Passage:
Automated Ontology Building in Ecology

One of the more difficult aspects of trying to apply “big data” thinking in ecology is the massive heterogeneity of terms. I stumble over this issue every time I work on a data set for the Encyclopedia of Life. The many different ways to describe the same habitat (among other things) and the varying granularity with which people describe habitats make it very difficult for data consumers to find, for example, all the beetles that live in the desert. It’s doubly more difficult to go a step further and ask for traits of beetles that live in deserts, like color, for example.

As a side note, that example is very similar to some use cases I published with several colleagues about ways to combine phenotype and environment data.

Right now, we can ask Google “How much does a narwhal weigh?” and get the answer because of the fine work my EOL colleagues and I have been doing on TraitBank (go ahead, try it), but we’ve still got a way to go before we can ask “What color are beetles that live in the desert?”. We have a plan, though, and it involves semantic technology, i.e. ontologies.

Biology already has many ontologies available for use of varying quality. Most of them can be found at OBO Foundry. Not all domains of biology have good ontologies available, for example, ecology has been left out. That means there is no standard, machine-readable way of expressing which organisms are autotrophs, or nocturnal, or use camouflage, etc. Including terms such as these in an ontology is one of the many necessary steps before we can ask “Which organisms are nocturnal in an alpine forest habitat?” or, if we want to get more complicated, “Is there a relationship between the phylogeny of terrestrial, nocturnal organisms and latitude or elevation?”.

Building an ontology is a large, never-ending, hugely complicated task. One of my clients at University Colorado, Boulder, is the ClearEarth project. The goal of this project is to repurpose NLP and ML algorithms developed for biomedicine for use in geology and biology. These algorithms can read text and automatically generate ontologies. We’ve made a lot of progress annotating domain-specific text and will have some “auto-ontologies” by this summer. Very exciting! To support this effort and make sure the ontologies resulting from this project are meshed in with existing bio-ontologies, we are hosting an “ontology-a-thon” in Boulder this summer. Please take a look and apply, if you are interested in participating. We don’t have a detailed agenda just yet, but the idea is to get ontology and ecology experts in one room to curate the auto-ontology. All expenses paid, but space is limited.

Exercise:
Quote the passage on automated ontology building in ecology word for word, from "One of the more" to "and environment data.".

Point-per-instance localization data
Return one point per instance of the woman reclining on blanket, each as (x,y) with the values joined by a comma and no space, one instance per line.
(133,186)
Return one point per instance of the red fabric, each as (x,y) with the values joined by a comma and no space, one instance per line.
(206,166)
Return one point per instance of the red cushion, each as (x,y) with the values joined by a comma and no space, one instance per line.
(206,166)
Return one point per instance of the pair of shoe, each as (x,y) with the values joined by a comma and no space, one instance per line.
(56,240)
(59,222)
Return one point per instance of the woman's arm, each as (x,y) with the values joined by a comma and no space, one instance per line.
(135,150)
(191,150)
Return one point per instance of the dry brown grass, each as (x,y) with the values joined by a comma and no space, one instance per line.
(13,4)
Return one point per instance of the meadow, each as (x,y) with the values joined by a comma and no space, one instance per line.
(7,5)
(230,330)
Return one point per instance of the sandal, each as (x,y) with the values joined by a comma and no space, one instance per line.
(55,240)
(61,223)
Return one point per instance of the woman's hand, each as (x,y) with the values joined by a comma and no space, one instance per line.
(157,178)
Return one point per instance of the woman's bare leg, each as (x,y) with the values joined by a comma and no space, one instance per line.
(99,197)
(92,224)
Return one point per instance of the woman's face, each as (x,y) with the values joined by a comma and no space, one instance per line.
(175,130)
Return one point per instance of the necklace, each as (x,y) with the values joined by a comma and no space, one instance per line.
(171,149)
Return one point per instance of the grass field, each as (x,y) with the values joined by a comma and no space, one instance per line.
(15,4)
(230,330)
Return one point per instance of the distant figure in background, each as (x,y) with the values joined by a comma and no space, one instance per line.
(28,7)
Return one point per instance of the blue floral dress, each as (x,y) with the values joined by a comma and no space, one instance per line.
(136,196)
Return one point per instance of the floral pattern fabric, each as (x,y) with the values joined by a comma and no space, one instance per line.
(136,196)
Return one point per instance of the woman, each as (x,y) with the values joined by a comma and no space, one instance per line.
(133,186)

Task result:
One of the more difficult aspects of trying to apply “big data” thinking in ecology is the massive heterogeneity of terms. I stumble over this issue every time I work on a data set for the Encyclopedia of Life. The many different ways to describe the same habitat (among other things) and the varying granularity with which people describe habitats make it very difficult for data consumers to find, for example, all the beetles that live in the desert. It’s doubly more difficult to go a step further and ask for traits of beetles that live in deserts, like color, for example.

As a side note, that example is very similar to some use cases I published with several colleagues about ways to combine phenotype and environment data.